--- Input records Enclosed Below ---

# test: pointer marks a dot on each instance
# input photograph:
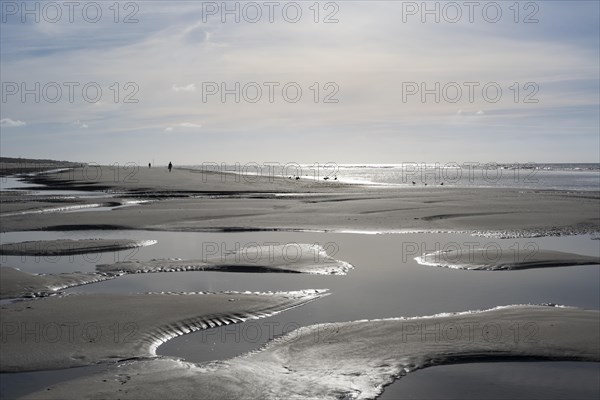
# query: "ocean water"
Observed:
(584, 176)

--- End of Enclosed Input records ---
--- Input records Enclosed Below ---

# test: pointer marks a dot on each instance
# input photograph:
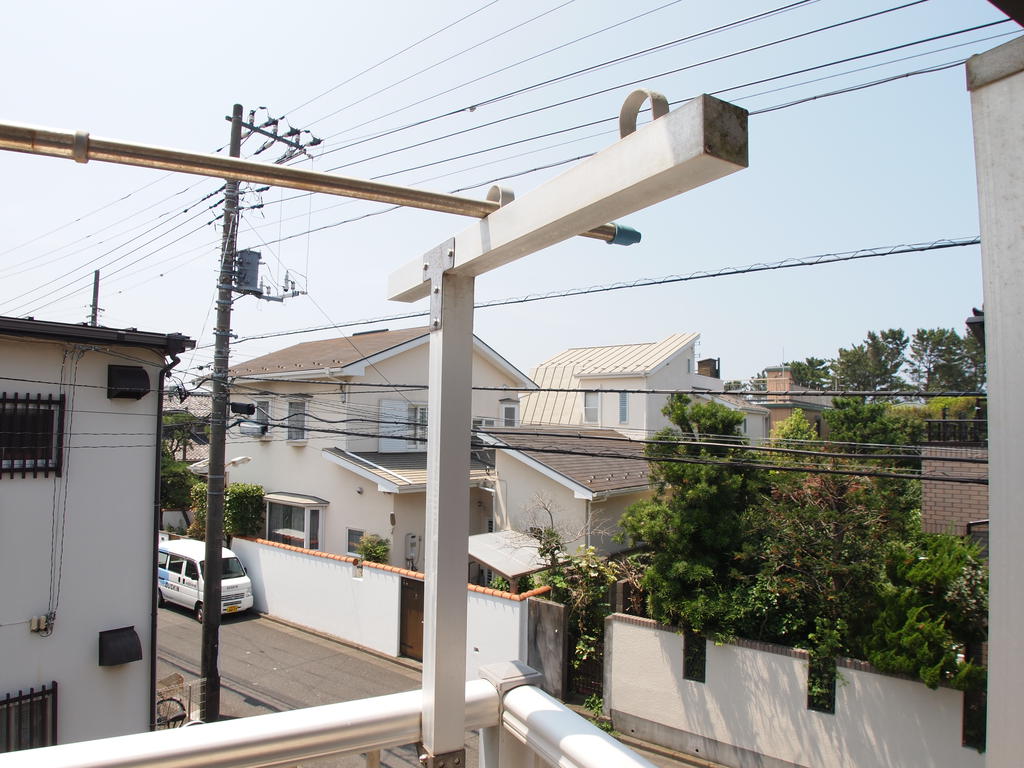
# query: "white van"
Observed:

--- End of Enclosed Input records ---
--- Input records Enclosed Below ---

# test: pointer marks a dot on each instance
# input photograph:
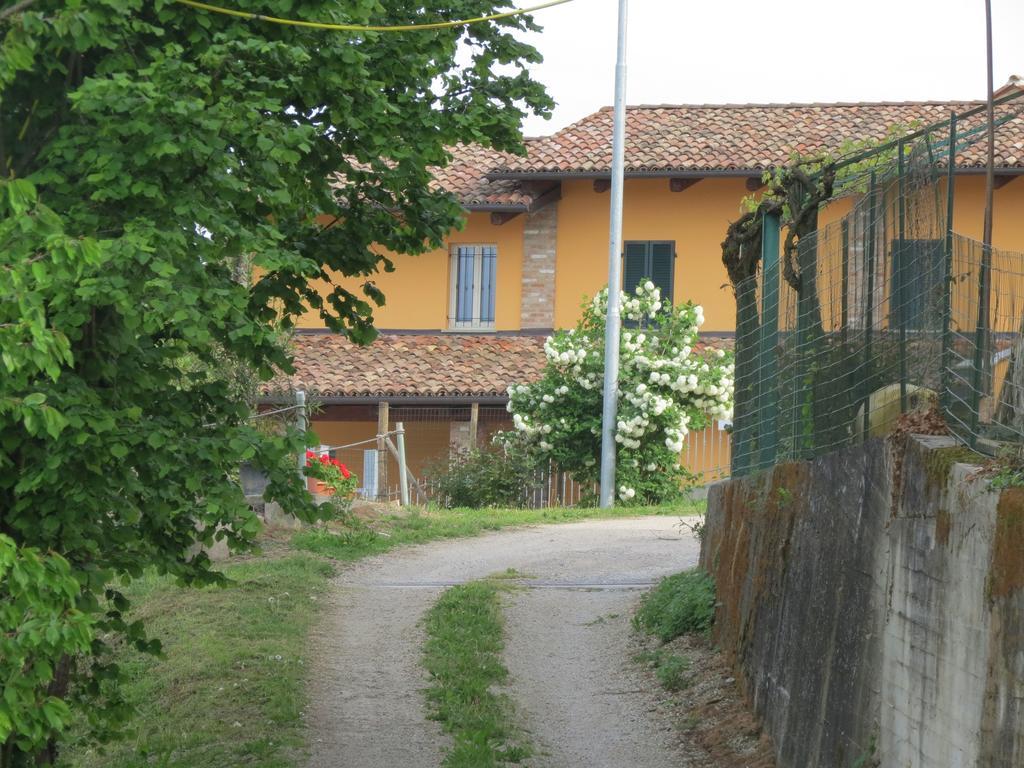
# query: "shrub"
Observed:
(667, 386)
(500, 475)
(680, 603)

--- End of Enclosed Input records ---

## Task to carry out
Each line of the entries above that includes the string "query" should be copied out.

## Written reply
# query: "ocean water"
# query: "white van"
# query: "shrub"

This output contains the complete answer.